* [Exercise brief] List every line of the records below that contains the word "shrub", copying each line in full.

* [Excerpted records]
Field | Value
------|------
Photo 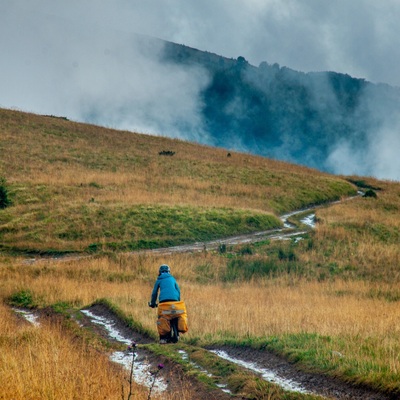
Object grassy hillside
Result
[0,110,355,252]
[0,110,400,399]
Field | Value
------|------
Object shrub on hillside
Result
[0,177,11,209]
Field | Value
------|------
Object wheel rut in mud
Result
[76,304,394,400]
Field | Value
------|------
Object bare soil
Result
[83,304,399,400]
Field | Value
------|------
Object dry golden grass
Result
[0,110,400,394]
[0,254,400,386]
[0,305,147,400]
[0,109,356,211]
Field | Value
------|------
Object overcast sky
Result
[0,0,400,180]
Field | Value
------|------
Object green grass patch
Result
[8,289,37,308]
[0,203,281,253]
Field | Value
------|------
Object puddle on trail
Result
[210,350,310,394]
[81,310,167,393]
[300,213,315,228]
[13,308,40,326]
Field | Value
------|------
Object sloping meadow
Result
[0,110,355,253]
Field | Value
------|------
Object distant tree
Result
[0,177,11,209]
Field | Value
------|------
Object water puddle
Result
[210,350,310,394]
[300,213,316,228]
[81,310,167,393]
[13,308,40,326]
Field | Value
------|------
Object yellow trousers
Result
[157,301,189,336]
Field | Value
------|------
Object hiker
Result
[149,264,188,344]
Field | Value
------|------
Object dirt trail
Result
[78,304,396,400]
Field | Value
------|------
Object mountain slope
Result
[163,39,400,175]
[0,110,355,252]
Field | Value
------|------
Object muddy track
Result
[79,304,398,400]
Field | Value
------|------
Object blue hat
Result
[158,264,171,275]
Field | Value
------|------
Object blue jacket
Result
[151,272,181,305]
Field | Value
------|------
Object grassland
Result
[0,110,400,398]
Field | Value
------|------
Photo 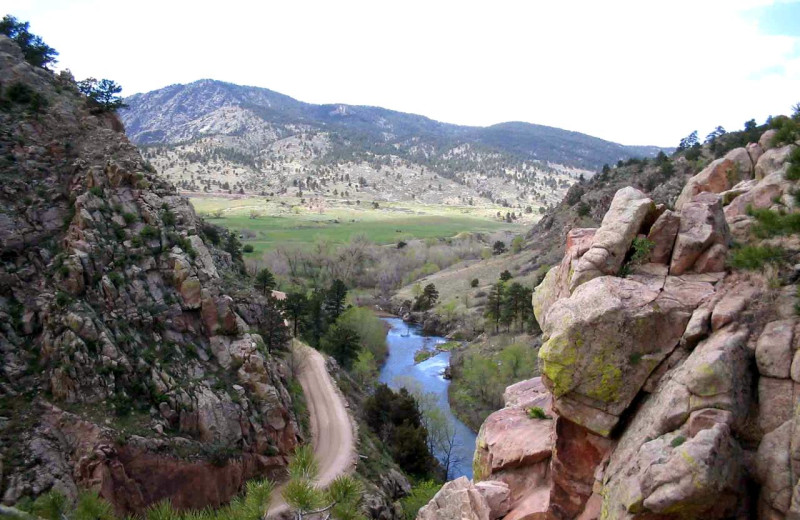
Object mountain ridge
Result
[122,78,670,167]
[120,79,661,208]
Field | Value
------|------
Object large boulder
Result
[725,171,793,221]
[675,152,753,210]
[569,187,655,291]
[548,417,614,518]
[475,480,511,520]
[628,424,744,518]
[532,228,597,323]
[417,477,491,520]
[473,377,555,508]
[755,145,793,179]
[539,276,713,436]
[756,320,794,379]
[647,210,681,265]
[603,327,752,519]
[669,193,730,275]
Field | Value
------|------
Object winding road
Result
[267,340,356,518]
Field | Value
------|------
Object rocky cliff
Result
[0,36,300,513]
[420,123,800,520]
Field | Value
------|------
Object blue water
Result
[379,318,476,479]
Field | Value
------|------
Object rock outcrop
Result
[0,36,300,513]
[428,126,800,520]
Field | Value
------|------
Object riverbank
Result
[379,318,476,479]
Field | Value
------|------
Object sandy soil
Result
[267,341,356,517]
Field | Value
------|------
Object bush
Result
[161,209,177,226]
[139,225,159,240]
[747,208,800,238]
[336,307,387,362]
[400,480,442,520]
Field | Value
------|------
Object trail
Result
[267,341,356,517]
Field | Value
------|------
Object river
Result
[379,318,476,479]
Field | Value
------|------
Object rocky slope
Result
[419,124,800,520]
[0,36,300,513]
[122,80,659,208]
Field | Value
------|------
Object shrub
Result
[201,223,219,246]
[631,237,655,265]
[139,225,159,240]
[336,307,387,361]
[747,208,800,238]
[108,271,125,287]
[400,480,442,520]
[161,209,177,226]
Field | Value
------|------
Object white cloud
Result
[8,0,800,145]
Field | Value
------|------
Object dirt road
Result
[267,341,356,517]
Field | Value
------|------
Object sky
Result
[0,0,800,146]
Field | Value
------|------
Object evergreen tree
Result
[304,290,328,348]
[0,15,58,68]
[320,323,361,370]
[484,282,505,333]
[281,292,308,337]
[78,78,128,112]
[261,294,291,354]
[325,279,347,322]
[256,267,275,295]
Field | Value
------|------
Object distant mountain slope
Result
[121,79,660,207]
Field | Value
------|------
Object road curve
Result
[267,340,356,517]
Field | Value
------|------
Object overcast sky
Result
[3,0,800,146]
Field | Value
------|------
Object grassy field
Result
[190,197,526,255]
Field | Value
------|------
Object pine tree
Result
[261,294,291,354]
[324,279,347,322]
[0,15,58,68]
[320,323,361,370]
[281,292,308,337]
[484,282,505,333]
[256,267,275,295]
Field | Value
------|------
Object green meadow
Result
[191,197,525,255]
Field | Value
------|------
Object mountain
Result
[0,35,304,518]
[416,121,800,520]
[121,79,661,207]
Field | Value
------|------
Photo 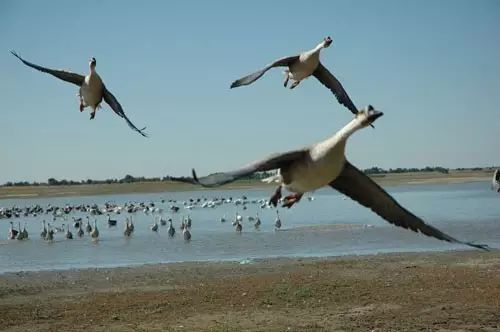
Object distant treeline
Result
[1,166,494,187]
[1,172,275,187]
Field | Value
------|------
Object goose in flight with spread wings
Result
[173,106,488,250]
[231,37,358,114]
[10,51,147,137]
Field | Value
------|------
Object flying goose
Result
[231,37,358,114]
[10,51,147,137]
[491,169,500,193]
[173,105,488,250]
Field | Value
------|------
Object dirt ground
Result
[0,251,500,332]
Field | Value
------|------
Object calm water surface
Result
[0,182,500,273]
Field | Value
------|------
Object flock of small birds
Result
[0,196,314,242]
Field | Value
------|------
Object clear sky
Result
[0,0,500,183]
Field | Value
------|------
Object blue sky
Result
[0,0,500,183]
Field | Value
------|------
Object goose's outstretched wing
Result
[231,55,299,89]
[171,149,309,187]
[330,161,488,251]
[10,51,85,86]
[103,86,148,137]
[313,62,358,114]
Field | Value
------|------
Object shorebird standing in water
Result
[10,51,147,137]
[172,105,488,250]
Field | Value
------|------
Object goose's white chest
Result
[290,52,319,81]
[80,73,104,109]
[282,144,345,193]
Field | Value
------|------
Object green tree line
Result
[1,166,496,187]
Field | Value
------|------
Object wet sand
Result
[0,251,500,332]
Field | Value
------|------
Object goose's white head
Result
[323,36,333,48]
[355,105,384,128]
[89,58,97,69]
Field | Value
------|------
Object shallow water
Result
[0,182,500,273]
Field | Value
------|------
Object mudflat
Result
[0,250,500,331]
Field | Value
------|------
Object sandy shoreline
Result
[0,171,492,199]
[0,251,500,331]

* [Answer to this exercise]
Object shrub on hillside
Object shrub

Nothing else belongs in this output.